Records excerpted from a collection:

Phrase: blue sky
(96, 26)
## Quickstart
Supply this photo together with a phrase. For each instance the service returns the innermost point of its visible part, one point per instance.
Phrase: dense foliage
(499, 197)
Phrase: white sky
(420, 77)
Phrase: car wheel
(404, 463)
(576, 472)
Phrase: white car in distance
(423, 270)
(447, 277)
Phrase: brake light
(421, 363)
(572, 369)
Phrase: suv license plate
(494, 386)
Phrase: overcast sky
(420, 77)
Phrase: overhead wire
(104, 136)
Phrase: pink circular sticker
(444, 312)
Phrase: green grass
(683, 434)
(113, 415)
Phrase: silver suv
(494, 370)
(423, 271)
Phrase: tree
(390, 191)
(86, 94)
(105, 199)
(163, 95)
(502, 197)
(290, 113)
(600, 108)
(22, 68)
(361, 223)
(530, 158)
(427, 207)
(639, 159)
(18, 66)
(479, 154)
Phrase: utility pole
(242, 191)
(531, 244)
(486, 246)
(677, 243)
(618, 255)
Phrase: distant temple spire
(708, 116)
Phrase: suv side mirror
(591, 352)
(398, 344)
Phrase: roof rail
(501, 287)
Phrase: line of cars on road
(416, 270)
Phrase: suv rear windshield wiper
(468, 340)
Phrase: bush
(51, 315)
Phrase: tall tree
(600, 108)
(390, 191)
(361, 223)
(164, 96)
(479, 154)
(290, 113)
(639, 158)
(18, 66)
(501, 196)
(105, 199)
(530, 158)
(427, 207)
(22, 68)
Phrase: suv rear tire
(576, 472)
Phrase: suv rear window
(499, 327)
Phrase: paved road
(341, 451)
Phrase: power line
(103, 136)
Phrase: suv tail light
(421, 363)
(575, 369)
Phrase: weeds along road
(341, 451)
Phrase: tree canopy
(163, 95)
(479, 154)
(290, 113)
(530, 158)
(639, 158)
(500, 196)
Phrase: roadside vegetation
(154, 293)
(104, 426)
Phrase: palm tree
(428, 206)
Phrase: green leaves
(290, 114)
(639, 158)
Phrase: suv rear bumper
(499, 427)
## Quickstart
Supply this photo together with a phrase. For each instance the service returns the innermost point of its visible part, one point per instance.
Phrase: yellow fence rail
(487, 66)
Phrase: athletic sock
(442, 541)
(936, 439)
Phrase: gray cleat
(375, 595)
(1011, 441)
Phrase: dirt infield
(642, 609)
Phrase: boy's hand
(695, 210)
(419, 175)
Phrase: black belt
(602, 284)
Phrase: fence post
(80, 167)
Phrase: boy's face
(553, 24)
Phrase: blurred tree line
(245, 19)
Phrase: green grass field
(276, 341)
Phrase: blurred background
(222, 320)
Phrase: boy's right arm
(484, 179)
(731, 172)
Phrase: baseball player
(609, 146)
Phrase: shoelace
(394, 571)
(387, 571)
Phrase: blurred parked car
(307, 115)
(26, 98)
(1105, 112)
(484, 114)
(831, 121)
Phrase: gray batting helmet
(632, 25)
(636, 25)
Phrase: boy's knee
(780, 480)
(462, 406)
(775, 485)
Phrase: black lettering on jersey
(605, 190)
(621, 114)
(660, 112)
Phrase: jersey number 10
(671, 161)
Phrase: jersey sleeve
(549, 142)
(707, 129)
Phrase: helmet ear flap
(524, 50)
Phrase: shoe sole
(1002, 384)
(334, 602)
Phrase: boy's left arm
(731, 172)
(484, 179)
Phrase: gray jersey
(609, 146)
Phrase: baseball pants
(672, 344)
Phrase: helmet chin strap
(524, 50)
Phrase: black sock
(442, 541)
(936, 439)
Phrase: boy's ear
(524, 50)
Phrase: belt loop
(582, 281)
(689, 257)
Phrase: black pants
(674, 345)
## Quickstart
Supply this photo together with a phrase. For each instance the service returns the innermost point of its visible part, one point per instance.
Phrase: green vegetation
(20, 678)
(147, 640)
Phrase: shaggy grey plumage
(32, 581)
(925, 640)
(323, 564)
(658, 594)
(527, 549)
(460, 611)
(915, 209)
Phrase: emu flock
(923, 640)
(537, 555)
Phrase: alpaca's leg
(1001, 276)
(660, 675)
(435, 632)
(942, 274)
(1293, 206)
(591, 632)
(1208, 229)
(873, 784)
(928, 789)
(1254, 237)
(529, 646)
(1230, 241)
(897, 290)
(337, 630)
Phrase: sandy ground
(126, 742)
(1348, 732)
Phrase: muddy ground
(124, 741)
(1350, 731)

* Assignment
Counting the line that contains "Phrase: gray cleat" as the first, copy exactly every line through the end of the records, and nothing else.

* Exercise response
Phrase: gray cleat
(375, 595)
(1011, 441)
Phrase: dirt infield
(642, 609)
Phrase: boy's hand
(695, 210)
(419, 175)
Phrase: black belt
(602, 284)
Phrase: fence post
(80, 167)
Phrase: boy's face
(553, 24)
Phrase: blurred tree line
(245, 19)
Phrase: green grass field
(276, 341)
Phrase: blurred background
(222, 320)
Phrase: boy's right arm
(484, 179)
(731, 172)
Phrase: baseball player
(609, 146)
Phrase: shoelace
(394, 571)
(387, 571)
Phrase: blurred parked car
(307, 115)
(26, 98)
(1105, 112)
(484, 114)
(831, 121)
Phrase: gray batting helmet
(632, 25)
(636, 25)
Phrase: boy's knee
(780, 480)
(462, 406)
(775, 485)
Phrase: black lettering on jersey
(605, 190)
(621, 114)
(660, 112)
Phrase: jersey number 10
(671, 161)
Phrase: jersey sleeve
(549, 142)
(707, 129)
Phrase: helmet ear flap
(524, 50)
Phrase: shoe sole
(1002, 384)
(334, 602)
Phrase: boy's left arm
(731, 172)
(484, 179)
Phrase: gray jersey
(609, 146)
Phrase: baseball pants
(672, 344)
Phrase: helmet chin strap
(524, 50)
Phrase: black sock
(442, 541)
(936, 439)
Phrase: boy's ear
(524, 50)
Phrase: belt loop
(582, 281)
(689, 257)
Phrase: black pants
(674, 345)
## Quickstart
Supply this photo together with a phrase. For each instance the service returns the innermost point of its visible part, one point per instance.
Phrase: green vegetation
(20, 678)
(147, 640)
Phrase: shaggy grey plumage
(32, 581)
(925, 640)
(323, 564)
(658, 594)
(527, 549)
(460, 611)
(915, 209)
Phrase: emu flock
(923, 640)
(537, 555)
Phrase: alpaca's leg
(1001, 276)
(660, 675)
(435, 632)
(942, 274)
(1293, 206)
(591, 632)
(1208, 229)
(873, 784)
(928, 789)
(1254, 237)
(529, 646)
(1230, 241)
(897, 290)
(337, 630)
Phrase: sandy ground
(126, 742)
(1348, 732)
Phrase: muddy ground
(124, 741)
(1350, 731)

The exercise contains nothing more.